Extracted records
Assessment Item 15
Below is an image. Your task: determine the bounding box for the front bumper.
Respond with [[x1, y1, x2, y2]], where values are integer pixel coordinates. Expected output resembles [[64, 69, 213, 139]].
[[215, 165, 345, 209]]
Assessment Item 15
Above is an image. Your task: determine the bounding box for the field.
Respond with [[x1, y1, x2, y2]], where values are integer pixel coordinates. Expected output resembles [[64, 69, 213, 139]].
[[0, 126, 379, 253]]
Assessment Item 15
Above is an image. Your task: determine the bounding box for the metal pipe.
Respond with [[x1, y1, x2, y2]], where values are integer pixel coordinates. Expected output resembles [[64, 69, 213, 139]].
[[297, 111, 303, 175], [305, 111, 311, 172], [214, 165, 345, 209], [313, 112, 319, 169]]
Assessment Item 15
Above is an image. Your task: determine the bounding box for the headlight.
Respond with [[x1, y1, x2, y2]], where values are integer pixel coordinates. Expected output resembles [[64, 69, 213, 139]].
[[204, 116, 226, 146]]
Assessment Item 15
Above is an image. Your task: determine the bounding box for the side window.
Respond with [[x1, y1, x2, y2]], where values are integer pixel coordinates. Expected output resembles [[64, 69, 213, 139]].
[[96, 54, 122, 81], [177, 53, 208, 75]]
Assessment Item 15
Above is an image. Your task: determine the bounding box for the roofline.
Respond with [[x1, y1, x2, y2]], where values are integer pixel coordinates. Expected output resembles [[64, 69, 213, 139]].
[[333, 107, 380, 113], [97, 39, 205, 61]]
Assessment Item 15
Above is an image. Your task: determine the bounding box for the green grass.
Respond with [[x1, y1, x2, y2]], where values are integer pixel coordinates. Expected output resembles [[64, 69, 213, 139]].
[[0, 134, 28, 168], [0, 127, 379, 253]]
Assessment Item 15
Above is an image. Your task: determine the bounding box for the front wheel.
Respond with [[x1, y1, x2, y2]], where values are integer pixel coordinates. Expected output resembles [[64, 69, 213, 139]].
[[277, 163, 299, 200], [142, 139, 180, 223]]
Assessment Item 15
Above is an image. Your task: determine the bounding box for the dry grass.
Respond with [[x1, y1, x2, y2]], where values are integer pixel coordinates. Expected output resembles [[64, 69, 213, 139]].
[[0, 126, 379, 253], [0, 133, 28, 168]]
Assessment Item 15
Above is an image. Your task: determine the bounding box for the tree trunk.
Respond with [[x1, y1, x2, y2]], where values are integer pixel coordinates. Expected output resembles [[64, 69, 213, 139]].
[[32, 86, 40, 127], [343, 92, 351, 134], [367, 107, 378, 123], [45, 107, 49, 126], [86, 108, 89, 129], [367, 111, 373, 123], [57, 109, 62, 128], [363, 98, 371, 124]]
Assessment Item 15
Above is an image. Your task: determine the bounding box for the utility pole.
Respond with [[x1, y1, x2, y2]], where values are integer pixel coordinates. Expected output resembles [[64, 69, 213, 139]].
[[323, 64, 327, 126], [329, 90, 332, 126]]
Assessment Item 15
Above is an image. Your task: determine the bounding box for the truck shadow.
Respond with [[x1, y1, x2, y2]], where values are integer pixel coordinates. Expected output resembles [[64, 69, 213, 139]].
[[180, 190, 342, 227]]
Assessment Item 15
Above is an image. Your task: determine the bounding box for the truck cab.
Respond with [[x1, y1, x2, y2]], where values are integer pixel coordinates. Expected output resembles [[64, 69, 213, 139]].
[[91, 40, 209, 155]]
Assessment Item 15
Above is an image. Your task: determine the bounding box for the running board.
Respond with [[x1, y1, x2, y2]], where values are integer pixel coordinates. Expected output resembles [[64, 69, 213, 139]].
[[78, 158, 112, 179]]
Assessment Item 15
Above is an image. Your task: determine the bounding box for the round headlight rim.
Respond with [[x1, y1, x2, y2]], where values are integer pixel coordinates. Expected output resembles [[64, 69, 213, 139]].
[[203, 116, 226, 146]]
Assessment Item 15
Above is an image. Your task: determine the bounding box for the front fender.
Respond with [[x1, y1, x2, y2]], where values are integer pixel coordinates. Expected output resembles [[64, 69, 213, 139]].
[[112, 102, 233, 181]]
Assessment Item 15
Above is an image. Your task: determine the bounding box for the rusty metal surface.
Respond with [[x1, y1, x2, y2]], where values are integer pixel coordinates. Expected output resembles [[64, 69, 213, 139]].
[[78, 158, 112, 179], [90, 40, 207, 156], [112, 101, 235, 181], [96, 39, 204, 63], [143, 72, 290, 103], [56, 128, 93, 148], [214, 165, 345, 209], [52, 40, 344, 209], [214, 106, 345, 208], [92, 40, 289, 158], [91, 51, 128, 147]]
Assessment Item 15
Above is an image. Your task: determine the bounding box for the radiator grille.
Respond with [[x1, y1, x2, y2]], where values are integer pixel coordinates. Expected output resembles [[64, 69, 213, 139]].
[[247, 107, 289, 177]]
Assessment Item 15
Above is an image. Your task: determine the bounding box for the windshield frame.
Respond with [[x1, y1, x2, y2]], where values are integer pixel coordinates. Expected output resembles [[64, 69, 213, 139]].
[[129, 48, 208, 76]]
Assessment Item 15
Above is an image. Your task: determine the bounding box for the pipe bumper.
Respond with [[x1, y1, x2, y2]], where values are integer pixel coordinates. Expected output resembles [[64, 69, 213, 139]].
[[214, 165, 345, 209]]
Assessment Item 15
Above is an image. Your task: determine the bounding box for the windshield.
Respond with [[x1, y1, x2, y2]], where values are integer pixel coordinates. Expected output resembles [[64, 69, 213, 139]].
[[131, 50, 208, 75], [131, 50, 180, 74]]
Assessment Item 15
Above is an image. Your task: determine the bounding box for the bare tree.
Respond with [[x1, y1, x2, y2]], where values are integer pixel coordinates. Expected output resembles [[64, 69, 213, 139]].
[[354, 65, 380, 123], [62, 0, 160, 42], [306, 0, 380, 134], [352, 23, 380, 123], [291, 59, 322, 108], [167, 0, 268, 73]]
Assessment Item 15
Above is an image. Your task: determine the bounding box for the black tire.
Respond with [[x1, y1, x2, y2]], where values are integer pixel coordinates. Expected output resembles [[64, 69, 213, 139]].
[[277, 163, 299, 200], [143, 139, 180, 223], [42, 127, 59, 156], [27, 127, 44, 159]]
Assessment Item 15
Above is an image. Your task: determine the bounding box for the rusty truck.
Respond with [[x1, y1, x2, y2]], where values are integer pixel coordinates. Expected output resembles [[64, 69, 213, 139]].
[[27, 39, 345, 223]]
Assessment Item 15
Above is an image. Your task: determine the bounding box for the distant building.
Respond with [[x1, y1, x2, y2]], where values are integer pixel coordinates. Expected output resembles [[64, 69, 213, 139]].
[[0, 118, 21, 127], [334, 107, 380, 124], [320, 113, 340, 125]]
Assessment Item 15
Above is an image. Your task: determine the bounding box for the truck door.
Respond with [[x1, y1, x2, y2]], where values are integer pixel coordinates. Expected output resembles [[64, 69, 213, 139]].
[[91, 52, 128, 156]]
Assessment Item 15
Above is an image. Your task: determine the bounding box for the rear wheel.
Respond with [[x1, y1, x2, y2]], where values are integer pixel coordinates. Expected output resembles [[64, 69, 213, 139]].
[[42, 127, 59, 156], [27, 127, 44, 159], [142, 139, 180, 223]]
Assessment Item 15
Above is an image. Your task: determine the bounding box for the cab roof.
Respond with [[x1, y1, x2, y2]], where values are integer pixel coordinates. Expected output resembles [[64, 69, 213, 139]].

Task goal
Could the entries above be output once more, exactly as they are?

Answer to the problem
Assessment Item 15
Below is an image. Your task: determine the bounding box for the front bumper.
Respond with [[x1, y1, x2, y2]], where values are integer pixel coordinates. Expected output resembles [[64, 69, 213, 139]].
[[215, 165, 345, 209]]
Assessment Item 15
Above is an image. Your task: determine the bounding box for the field.
Respond with [[x1, y1, x2, y2]], where values are integer pixel coordinates. Expected output resembles [[64, 69, 213, 139]].
[[0, 126, 379, 253]]
Assessment Item 15
Above is an image. Your task: determine the bounding box for the metal pipe.
Respond with [[x1, y1, x2, y2]], where values are integer pixel coordinates. Expected output resembles [[64, 69, 213, 139]].
[[297, 111, 303, 175], [305, 111, 311, 172], [214, 165, 345, 209], [313, 112, 319, 169]]
Assessment Item 15
Above is an image. Your task: determine the bounding box for the headlight.
Respond with [[x1, y1, x2, y2]], where values are integer pixel coordinates. Expected output resembles [[64, 69, 213, 139]].
[[204, 116, 226, 146]]
Assessment Item 15
Above is an image. Your task: determine the bounding box for the side window.
Respond with [[x1, y1, x2, y2]], where values are integer pixel coordinates. Expected output resembles [[64, 69, 213, 139]].
[[96, 54, 122, 81], [177, 53, 208, 75]]
Assessment Item 15
Above is an image. Your task: determine the bounding box for the roofline.
Respond with [[x1, y1, x2, y2]], where values are integer pixel coordinates. Expected output resembles [[64, 69, 213, 139]].
[[333, 107, 380, 113], [97, 39, 205, 61]]
Assessment Item 15
Above is an image. Your task: determine the bounding box for the green grass.
Respond with [[x1, y1, x2, y2]], where values are integer pixel coordinates. Expected output resembles [[64, 69, 213, 139]].
[[0, 134, 28, 168], [0, 127, 379, 253]]
Assessment Item 15
Above is an image. Your task: determine the bounding box for the front wheel.
Respond with [[x1, y1, x2, y2]], where values are integer pixel coordinates. Expected output resembles [[64, 69, 213, 139]].
[[277, 163, 299, 200], [142, 139, 180, 223]]
Assessment Item 15
Above is an image. Your task: determine the bounding box for the dry grass.
Respond with [[x1, y1, x2, y2]], where values are integer pixel coordinates. Expected output resembles [[64, 69, 213, 139]].
[[0, 126, 379, 253], [0, 133, 28, 168]]
Assessment Item 15
Above is an image. Your task: determine the bounding box for the tree trunk.
Respond with [[x1, y1, x2, y2]], where values are integer pixel coordinates. Expected output resembles [[64, 69, 213, 139]].
[[32, 86, 40, 127], [343, 92, 351, 134], [367, 107, 378, 123], [45, 107, 49, 126], [86, 108, 89, 129], [367, 111, 373, 123], [57, 109, 62, 128], [363, 98, 371, 124]]
Assessment Item 15
Above is an image. Your task: determine the bounding box for the utility pole.
Respond with [[x1, y1, x2, y2]], where values are integer pixel coordinates. Expected output resembles [[64, 69, 213, 139]].
[[323, 64, 327, 126], [329, 90, 332, 126]]
Assessment Item 15
Above is an image. Your task: determine the bounding box for the truck shadow.
Respond with [[x1, y1, x2, y2]], where values are integer pixel coordinates. Expected output resembles [[64, 69, 213, 139]].
[[180, 190, 342, 227]]
Assessment Item 15
Above is an image. Your task: determine the bounding box for the truck cab.
Respond with [[x1, y1, x2, y2]], where values are integer pixel coordinates. Expected output resembles [[64, 69, 213, 139]].
[[91, 40, 209, 155]]
Assessment Item 15
Above is an image. Your task: determine the bounding box for the running board.
Respond with [[x1, y1, x2, y2]], where values are integer pixel coordinates. Expected output resembles [[64, 69, 213, 139]].
[[78, 158, 112, 179]]
Assessment Item 15
Above is an image. Your task: determine the bounding box for the round headlight rim.
Respond with [[x1, y1, x2, y2]], where values are integer pixel coordinates. Expected output resembles [[64, 69, 213, 139]].
[[203, 116, 226, 146]]
Assessment Item 15
Above is an image. Your task: determine the bounding box for the front fender.
Respond with [[x1, y1, x2, y2]], where values are integer pixel coordinates. Expected output resembles [[64, 69, 213, 139]].
[[112, 102, 233, 181]]
Assessment Item 15
Above is an image. Your task: determine the bounding box for the rusty metal surface.
Respond with [[x1, y1, x2, y2]], where values are integer pixel coordinates. Expected output resembles [[64, 69, 213, 139]].
[[78, 158, 112, 179], [90, 40, 207, 156], [112, 101, 235, 181], [96, 39, 204, 63], [143, 72, 290, 103], [56, 128, 93, 148], [214, 165, 345, 209], [52, 40, 344, 209], [214, 106, 345, 208], [92, 40, 289, 158], [91, 51, 128, 147]]
Assessment Item 15
Above is an image. Your task: determine the bounding box for the radiator grille.
Respond with [[x1, y1, x2, y2]], where values are integer pixel coordinates. Expected output resembles [[64, 69, 213, 139]].
[[247, 107, 289, 177]]
Assessment Item 15
Above is an image. Your task: determine the bounding box for the windshield frame.
Respond with [[x1, y1, x2, y2]], where values are integer pixel coordinates. Expected output resembles [[64, 69, 213, 139]].
[[129, 48, 208, 76]]
Assessment Item 15
Above is an image. Your task: determine the bounding box for the pipe bumper.
Respond with [[x1, y1, x2, y2]], where values are integer pixel coordinates. Expected output resembles [[64, 69, 213, 139]].
[[214, 165, 345, 209]]
Assessment Item 15
Above is an image. Your task: determine the bounding box for the windshield.
Respond with [[x1, y1, x2, y2]], where values are integer pixel coordinates. Expected output resembles [[64, 69, 213, 139]].
[[131, 50, 208, 75], [131, 50, 180, 74]]
Assessment Item 15
Above is an image. Your task: determine the bounding box for the bare tree.
Respond with [[x1, y1, x2, y2]], where values are integer pixel coordinates. Expected output resembles [[64, 69, 213, 139]].
[[354, 65, 380, 123], [62, 0, 160, 42], [306, 0, 380, 134], [352, 23, 380, 123], [291, 59, 322, 108], [167, 0, 268, 73]]
Assessment Item 15
Above is an image. Your task: determine the bounding box for the black tire.
Respond with [[x1, y1, x2, y2]], where values are integer pixel coordinates. Expected output resembles [[64, 69, 213, 139]].
[[277, 163, 299, 200], [143, 139, 180, 223], [42, 127, 59, 156], [27, 127, 44, 159]]
Assessment Item 15
Above is an image. Your task: determine the bounding box for the rusty truck.
Respond with [[x1, y1, x2, y2]], where values are integer pixel coordinates. Expected output resembles [[64, 69, 213, 139]].
[[27, 39, 345, 223]]
Assessment Item 15
Above is an image. Your task: determine the bounding box for the distant building.
Respond with [[x1, y1, x2, y2]], where values are integer pixel coordinates. Expected output resembles [[64, 69, 213, 139]].
[[0, 118, 21, 127], [334, 107, 380, 124], [320, 113, 340, 125]]
Assessment Item 15
Above is an image. Your task: determine the bounding box for the truck door.
Respond with [[x1, y1, x2, y2]], where values are integer pixel coordinates. Expected output resembles [[64, 69, 213, 139]].
[[91, 52, 128, 156]]
Assessment Item 15
Above is an image. Your task: determine the bounding box for the rear wheel.
Respond with [[x1, y1, x2, y2]], where values are integer pixel coordinates. Expected output resembles [[64, 69, 213, 139]].
[[42, 127, 59, 156], [27, 127, 44, 159], [142, 139, 180, 223]]
Assessment Item 15
Above is an image. Your task: determine the bounding box for the cab roof.
Respond with [[x1, y1, x2, y2]], where values are integer pixel coordinates. Expected output resembles [[64, 69, 213, 139]].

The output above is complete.